ЗАДАНИЕ 1
Ответьте по обсуждению на форуме на вопросы:
(a) Какое направление Ivan исключает из своего вопроса об изучении религий и философий Индии?
(b) Что, согласно прочитанному Vyacheslav V.P., существует еще выше Брахмана?
(c) В какой философии Vyacheslav V.P. со временем нашел сведения об этом?
ЗАДАНИЕ 2
Изложите суть обсуждения на форуме в двух предложениях.

ТЕКСТ СТРАНИЦЫ
*****

# ФИЛОСОФИЯ И КУЛЬТУРА > Индия >  Религии и философии Индии

## Ivan (гость)

Индия - достаточно духовная страна, и в ней есть разные религии и философии. Есть ли смысл изучать это (кроме гаудия-вайшнавизма)?

----------


## Vyacheslav V.P.

Отдельно от философии, данной Шрилой Прабхупадой, нет смысла. 

Мне вспомнилось начало моего знакомства с хоть какой-то восточной философией (из книг по эзотерике, мистике, дзен, и пр. подобного). Я читал, что постижение Брахмана - это как бы наивысшее занятие, которому должен посвятить себя мудрец. Но вскоре я наткнулся на упоминание, что еще выше Брахмана существует Парабрахман - и постичь его не способны даже самые мудрые из указанных философов-имперсоналистов. Меня это очень заинтересовало, но ничего найти о Парабрахмане я не смог. (Ну, потому что они сами не знают толком, Кто это  :biggrin1: ) Зато спустя время нашел это в философии, данной Шрилой Прабхупадой.

*****

ИСХОДНЫЕ ЗАПИСИ

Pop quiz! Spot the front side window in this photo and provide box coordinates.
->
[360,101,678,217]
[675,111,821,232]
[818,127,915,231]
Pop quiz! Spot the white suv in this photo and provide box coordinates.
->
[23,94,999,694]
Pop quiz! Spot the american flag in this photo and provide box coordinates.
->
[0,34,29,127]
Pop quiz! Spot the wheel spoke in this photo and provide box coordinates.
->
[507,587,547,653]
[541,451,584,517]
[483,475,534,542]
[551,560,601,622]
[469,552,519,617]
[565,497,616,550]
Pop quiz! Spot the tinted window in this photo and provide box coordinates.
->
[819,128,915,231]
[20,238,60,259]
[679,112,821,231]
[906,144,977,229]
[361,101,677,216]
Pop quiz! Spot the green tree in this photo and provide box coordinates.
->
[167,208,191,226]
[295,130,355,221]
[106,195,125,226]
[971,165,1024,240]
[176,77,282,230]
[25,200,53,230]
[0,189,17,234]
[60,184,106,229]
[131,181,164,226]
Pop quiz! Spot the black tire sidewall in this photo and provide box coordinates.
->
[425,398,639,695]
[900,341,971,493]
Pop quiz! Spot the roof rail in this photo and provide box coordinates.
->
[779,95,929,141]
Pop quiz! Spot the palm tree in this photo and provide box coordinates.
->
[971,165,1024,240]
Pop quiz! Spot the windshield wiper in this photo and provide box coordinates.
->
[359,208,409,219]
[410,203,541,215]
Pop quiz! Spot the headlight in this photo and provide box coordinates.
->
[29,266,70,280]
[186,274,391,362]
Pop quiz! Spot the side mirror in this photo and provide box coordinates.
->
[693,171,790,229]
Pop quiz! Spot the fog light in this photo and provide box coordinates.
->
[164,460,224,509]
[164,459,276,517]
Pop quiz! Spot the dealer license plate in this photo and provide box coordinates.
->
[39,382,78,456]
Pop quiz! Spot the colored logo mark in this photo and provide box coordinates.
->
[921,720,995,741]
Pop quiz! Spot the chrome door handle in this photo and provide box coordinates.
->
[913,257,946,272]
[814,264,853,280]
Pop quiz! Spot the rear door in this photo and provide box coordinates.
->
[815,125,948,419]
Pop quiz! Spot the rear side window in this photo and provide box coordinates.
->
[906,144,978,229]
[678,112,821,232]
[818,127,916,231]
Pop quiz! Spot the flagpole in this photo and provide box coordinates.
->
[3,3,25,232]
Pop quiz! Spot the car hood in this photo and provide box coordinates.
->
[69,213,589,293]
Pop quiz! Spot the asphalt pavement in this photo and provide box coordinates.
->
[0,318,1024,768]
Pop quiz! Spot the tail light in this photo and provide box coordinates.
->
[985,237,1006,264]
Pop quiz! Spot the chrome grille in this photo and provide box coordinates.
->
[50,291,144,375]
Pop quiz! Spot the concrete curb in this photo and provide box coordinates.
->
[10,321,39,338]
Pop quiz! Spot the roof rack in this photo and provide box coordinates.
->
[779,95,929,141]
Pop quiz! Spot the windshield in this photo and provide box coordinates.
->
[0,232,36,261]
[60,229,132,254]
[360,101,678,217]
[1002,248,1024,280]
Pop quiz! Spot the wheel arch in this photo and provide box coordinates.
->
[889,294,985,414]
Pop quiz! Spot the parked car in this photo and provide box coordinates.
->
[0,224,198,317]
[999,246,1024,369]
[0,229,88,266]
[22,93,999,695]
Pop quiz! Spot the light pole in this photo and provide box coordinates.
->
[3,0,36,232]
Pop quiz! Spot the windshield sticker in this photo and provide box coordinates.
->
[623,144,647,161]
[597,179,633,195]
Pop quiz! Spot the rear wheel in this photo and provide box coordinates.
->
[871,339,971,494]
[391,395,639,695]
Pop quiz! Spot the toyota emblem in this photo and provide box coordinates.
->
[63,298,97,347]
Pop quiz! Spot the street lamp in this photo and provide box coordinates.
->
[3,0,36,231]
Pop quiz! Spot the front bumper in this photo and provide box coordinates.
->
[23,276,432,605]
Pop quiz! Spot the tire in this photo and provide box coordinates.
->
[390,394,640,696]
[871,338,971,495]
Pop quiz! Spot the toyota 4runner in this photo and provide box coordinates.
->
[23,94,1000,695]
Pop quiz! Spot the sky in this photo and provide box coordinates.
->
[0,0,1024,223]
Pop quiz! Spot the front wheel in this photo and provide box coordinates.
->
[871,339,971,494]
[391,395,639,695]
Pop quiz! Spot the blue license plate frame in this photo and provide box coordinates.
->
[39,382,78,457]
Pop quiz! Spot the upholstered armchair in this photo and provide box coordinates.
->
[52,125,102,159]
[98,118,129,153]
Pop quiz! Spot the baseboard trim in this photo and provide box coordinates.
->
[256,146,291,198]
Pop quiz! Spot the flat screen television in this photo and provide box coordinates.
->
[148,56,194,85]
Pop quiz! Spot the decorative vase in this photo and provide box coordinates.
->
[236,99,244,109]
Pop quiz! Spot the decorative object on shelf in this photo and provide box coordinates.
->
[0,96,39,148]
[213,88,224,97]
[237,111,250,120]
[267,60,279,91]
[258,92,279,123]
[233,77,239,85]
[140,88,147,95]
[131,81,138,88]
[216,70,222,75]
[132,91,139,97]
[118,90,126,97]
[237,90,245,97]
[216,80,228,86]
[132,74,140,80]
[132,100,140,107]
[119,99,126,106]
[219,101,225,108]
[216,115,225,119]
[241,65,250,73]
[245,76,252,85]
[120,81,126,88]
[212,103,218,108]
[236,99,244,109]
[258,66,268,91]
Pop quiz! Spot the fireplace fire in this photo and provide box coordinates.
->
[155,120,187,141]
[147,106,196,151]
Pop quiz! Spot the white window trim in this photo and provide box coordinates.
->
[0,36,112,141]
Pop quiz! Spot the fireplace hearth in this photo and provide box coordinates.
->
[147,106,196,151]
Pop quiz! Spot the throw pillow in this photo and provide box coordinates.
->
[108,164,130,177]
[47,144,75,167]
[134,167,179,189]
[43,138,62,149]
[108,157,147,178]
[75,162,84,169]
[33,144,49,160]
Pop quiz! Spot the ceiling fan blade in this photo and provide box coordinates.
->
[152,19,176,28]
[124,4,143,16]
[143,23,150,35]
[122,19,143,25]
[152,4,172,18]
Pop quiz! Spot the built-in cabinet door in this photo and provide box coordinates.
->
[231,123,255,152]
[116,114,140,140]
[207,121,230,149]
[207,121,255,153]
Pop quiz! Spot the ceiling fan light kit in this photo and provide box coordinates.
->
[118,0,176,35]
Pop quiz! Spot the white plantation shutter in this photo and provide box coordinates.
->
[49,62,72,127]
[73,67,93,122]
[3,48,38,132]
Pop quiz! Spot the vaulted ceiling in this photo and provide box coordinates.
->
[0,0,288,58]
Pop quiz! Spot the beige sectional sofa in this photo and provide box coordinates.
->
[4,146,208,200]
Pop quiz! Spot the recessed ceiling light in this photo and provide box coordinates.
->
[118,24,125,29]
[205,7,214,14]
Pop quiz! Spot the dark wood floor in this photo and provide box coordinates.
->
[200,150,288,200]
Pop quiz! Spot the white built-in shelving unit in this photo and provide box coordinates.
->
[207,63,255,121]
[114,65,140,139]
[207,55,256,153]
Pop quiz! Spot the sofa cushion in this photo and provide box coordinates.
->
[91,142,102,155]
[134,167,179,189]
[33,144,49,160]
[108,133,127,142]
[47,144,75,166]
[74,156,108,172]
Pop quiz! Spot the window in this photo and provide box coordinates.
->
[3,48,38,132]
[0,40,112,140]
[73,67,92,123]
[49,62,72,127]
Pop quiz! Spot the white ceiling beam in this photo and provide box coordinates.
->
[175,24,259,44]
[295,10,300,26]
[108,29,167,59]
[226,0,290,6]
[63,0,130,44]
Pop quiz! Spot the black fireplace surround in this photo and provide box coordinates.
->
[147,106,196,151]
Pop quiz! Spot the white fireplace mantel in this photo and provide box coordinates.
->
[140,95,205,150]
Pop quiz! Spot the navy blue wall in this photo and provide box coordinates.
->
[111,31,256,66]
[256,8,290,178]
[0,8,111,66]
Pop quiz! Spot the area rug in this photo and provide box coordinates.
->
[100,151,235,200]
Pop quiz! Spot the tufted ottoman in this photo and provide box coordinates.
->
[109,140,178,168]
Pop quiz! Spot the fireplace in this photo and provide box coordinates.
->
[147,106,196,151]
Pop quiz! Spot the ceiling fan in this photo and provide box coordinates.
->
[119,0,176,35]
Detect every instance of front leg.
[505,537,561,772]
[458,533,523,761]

*****

ОТВЕТ 1
(a) Гаудия-вайшнавизм.
(b) Парабрахман.
(c) В философии, данной Шрилой Прабхупадой.

ОТВЕТ 2
Ivan спрашивает, есть ли смысл изучать разные религии и философии Индии, кроме гаудия-вайшнавизма. Vyacheslav V.P. отвечает, что отдельно от философии, данной Шрилой Прабхупадой, смысла нет, и вспоминает, что ничего не смог найти о Парабрахмане, стоящем выше Брахмана, пока спустя время не нашел это в философии Шрилы Прабхупады.